- Task description: Each record below should be returned exactly, with its pictures left out.

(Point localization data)
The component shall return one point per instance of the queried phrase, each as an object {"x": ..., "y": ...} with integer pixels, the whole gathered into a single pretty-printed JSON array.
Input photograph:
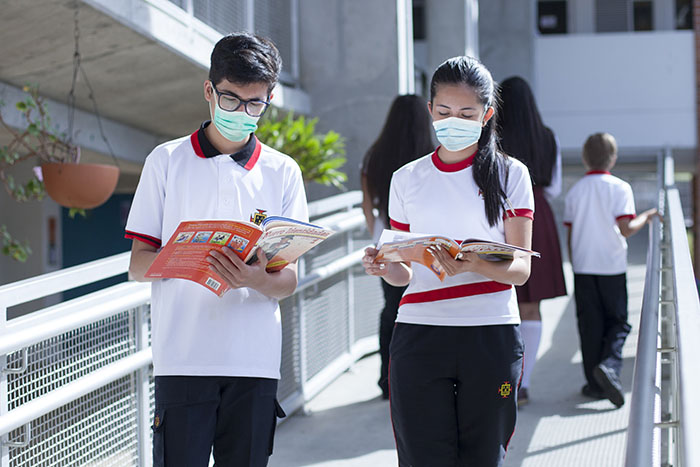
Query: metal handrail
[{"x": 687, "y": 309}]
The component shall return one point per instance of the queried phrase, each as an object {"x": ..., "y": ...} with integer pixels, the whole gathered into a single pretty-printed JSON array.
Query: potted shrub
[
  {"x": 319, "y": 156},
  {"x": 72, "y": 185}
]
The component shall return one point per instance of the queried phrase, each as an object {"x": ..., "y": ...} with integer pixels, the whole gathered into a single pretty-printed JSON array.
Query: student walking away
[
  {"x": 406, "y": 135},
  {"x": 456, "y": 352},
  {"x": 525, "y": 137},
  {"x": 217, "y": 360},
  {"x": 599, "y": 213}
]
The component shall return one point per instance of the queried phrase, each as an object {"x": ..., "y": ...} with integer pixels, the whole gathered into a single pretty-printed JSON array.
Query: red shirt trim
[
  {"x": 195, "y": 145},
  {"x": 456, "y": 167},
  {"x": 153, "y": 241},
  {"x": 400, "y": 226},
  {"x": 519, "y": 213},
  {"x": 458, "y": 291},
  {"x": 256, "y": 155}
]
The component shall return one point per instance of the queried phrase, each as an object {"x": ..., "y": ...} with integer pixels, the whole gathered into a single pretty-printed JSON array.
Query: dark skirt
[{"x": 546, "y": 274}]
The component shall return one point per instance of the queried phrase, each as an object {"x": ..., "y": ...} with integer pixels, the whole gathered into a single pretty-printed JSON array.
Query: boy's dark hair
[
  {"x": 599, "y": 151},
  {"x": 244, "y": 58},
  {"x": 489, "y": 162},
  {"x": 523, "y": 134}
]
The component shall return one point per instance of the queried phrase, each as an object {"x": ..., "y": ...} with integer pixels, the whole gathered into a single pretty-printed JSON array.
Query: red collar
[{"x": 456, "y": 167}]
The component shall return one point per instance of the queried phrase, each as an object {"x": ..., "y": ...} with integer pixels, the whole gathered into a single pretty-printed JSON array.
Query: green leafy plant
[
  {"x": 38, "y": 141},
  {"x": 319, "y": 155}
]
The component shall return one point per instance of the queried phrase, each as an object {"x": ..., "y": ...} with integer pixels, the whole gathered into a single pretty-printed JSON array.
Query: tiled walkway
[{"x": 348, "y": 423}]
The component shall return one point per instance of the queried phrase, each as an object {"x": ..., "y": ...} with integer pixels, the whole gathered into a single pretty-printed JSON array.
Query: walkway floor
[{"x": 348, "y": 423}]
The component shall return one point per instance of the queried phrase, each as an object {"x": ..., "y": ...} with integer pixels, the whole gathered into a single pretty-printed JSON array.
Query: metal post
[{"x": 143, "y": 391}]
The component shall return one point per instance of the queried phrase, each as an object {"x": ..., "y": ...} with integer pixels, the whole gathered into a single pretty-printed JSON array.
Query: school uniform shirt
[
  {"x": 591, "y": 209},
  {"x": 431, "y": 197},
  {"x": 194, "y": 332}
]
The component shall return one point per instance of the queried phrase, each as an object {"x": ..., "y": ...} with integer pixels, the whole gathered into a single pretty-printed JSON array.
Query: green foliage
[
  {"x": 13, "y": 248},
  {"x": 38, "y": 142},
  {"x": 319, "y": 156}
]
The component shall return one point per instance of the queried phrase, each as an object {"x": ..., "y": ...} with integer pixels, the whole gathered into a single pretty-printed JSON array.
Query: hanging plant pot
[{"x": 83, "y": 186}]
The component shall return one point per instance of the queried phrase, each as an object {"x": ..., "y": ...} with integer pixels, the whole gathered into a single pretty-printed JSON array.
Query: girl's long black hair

- Written answer:
The component shall return one point per instance of the queried phrase, each as an object {"x": ..., "y": ...} with integer pixels, the whole gathered into a single pretty-printed JSON array.
Input photograph:
Query: metal handrail
[{"x": 687, "y": 309}]
The component shall return one point per instance of the queried phrase, each as an object {"x": ..., "y": ...} with integer pixels, the whole gathered into a single pretty-printed JSON array.
Query: potted shrub
[
  {"x": 319, "y": 156},
  {"x": 72, "y": 185}
]
The component shall return one point per instance of the queried phrase, each as an object {"x": ..., "y": ...} with integer pixels, the whole gathered into a single pretty-printed JSON array.
Query: student walking away
[
  {"x": 406, "y": 135},
  {"x": 456, "y": 352},
  {"x": 525, "y": 137},
  {"x": 217, "y": 360},
  {"x": 599, "y": 213}
]
The component shall return one point per instance of the queried phrase, each as an object {"x": ..., "y": ...} with integer pixels, the whole gathered into a single pretty-printed JSON array.
Query: red shirt trim
[
  {"x": 195, "y": 145},
  {"x": 456, "y": 167},
  {"x": 153, "y": 241},
  {"x": 400, "y": 226},
  {"x": 519, "y": 213},
  {"x": 458, "y": 291},
  {"x": 256, "y": 155}
]
The component shall return one point per instance of the queried phrase, each as an object {"x": ..., "y": ...} with integer pixels, the whole gathered into a single pretty-printed JSON array.
Query: dark skirt
[{"x": 546, "y": 274}]
The component shall return one point per instance of the queried phrase, each as an object {"x": ..., "y": ...} with integer pixels, the whole gathered into a single pretty-printed JSON array.
Query: boy's dark hair
[
  {"x": 599, "y": 151},
  {"x": 244, "y": 58},
  {"x": 489, "y": 162},
  {"x": 523, "y": 134}
]
The component shall return one point per instance of the queried phrase, each as an object {"x": ..., "y": ...} with integer pixels, the whole gathered into a single pretty-printed JSON array.
Query: red collar
[{"x": 456, "y": 167}]
The component shall return one point per instance of the queried phrase, each as an object {"x": ..., "y": ...} with integer pixels, the whole gathered into a single pretty-printed JSON array.
Query: green leafy plant
[
  {"x": 38, "y": 141},
  {"x": 319, "y": 155}
]
The component shall return one point per instance of the queried phrase, each as an object {"x": ..., "y": ...} with integer pixels, the whole gathered into a single pretty-printed JSON array.
Query: tiled walkway
[{"x": 348, "y": 423}]
The component shall return one point per instance of the queried phrase, each as an object {"x": ..., "y": ...} with integer pixels, the whole gathered into a single pretty-printed JSON array.
Query: walkway floor
[{"x": 348, "y": 423}]
The component shall return one point per instance of the queried phrase, each as an object {"x": ..., "y": ...} with integer pixels, the whole gathered into a single pretty-printed JSON array.
Query: metal post
[{"x": 143, "y": 391}]
The component shall return one point per instance of the queried phrase, each as an object {"x": ..., "y": ...} with integer pixels, the whole gathered into a single pretty-printed JSON array.
Query: school uniform shirt
[
  {"x": 591, "y": 209},
  {"x": 431, "y": 197},
  {"x": 194, "y": 332}
]
The component shall return one point per instance of the queried phrase, each as an object {"x": ..., "y": ...} with integer pixels, the whole gathered into a single pretty-printed JSON array.
Query: green foliage
[
  {"x": 13, "y": 248},
  {"x": 38, "y": 142},
  {"x": 319, "y": 156}
]
The component shall return one point per instance of the queried phrase, each as an object {"x": ..., "y": ...} with integer pixels, the whole gathered into a single pretty-printed JSON array.
Query: hanging plant pot
[{"x": 83, "y": 186}]
The component shall return one point per instance of the queried phrase, each as an object {"x": ..., "y": ...} with integer pixels, the whole gathered into a single pretty-printed JSON array.
Query: girl's long black hair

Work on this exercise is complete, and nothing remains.